Your objective:
Extract every line of the items below that contains the word "background".

(Records from a point labeling set)
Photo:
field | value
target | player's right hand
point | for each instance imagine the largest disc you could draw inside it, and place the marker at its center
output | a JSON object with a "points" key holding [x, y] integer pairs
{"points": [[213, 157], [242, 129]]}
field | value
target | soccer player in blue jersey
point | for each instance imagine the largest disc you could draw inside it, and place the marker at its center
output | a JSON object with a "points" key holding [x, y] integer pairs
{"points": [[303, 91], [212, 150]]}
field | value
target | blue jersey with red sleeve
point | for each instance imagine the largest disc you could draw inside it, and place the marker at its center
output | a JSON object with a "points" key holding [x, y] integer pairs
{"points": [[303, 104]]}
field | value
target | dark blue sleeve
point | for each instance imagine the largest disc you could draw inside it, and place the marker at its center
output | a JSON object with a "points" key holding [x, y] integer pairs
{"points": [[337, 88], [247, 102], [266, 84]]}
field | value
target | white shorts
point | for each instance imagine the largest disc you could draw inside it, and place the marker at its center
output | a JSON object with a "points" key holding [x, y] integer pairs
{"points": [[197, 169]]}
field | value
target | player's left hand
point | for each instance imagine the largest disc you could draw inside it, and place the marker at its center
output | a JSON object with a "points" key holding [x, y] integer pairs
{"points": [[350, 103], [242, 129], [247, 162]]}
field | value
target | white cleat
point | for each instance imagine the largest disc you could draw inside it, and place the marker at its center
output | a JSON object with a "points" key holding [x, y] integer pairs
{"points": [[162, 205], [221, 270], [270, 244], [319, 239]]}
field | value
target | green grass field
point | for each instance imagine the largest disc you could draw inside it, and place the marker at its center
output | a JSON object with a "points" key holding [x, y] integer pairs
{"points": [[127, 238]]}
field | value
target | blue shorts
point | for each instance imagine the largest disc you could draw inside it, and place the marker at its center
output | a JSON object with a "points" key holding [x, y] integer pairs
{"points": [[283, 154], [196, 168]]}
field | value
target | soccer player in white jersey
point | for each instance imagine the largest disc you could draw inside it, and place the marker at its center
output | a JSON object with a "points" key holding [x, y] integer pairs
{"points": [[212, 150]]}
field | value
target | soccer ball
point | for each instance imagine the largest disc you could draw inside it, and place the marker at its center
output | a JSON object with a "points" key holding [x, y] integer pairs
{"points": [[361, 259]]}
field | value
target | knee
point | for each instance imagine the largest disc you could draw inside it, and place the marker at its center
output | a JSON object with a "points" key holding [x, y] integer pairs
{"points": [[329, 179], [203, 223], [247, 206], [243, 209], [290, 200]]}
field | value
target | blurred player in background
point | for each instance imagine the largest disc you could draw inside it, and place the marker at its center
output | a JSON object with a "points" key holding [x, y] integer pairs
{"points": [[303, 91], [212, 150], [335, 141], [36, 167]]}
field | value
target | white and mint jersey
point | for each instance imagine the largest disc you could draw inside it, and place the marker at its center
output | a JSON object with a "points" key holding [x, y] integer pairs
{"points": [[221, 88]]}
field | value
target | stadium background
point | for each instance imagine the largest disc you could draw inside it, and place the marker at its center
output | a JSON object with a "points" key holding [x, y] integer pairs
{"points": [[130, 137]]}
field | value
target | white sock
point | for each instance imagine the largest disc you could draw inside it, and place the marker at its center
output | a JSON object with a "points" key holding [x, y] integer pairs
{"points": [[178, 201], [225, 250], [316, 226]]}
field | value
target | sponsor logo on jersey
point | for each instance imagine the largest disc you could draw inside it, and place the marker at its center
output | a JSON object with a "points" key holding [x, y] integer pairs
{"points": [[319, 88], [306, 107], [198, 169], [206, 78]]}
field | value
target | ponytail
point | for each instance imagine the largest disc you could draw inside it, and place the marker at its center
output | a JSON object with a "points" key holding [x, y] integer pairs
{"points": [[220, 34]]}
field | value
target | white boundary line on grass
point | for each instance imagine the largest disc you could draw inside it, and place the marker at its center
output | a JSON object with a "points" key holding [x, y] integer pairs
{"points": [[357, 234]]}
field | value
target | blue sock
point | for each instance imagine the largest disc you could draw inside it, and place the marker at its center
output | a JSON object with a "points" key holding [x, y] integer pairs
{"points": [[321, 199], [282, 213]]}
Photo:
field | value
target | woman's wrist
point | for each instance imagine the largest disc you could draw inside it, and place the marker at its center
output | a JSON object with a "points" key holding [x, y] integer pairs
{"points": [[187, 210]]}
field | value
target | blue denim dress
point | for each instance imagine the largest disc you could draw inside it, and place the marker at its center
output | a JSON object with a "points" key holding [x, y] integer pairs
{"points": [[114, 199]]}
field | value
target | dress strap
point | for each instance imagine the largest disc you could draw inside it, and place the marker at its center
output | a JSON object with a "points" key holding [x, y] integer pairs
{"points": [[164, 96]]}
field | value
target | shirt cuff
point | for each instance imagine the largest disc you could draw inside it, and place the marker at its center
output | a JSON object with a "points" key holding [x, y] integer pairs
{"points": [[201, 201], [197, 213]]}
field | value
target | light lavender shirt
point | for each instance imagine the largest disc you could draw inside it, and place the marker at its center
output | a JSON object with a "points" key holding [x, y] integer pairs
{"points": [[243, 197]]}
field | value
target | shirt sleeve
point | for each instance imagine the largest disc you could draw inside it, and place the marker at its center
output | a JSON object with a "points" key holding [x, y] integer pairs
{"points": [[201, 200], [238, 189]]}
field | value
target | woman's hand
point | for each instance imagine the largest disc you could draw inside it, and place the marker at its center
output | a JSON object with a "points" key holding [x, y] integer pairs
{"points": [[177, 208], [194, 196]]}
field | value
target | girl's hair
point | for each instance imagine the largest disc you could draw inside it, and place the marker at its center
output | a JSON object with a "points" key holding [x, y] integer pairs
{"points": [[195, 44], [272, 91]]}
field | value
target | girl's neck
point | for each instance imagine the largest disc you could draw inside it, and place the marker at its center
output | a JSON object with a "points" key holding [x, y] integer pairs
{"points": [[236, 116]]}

Written reply:
target | blurred player in background
target | stadium background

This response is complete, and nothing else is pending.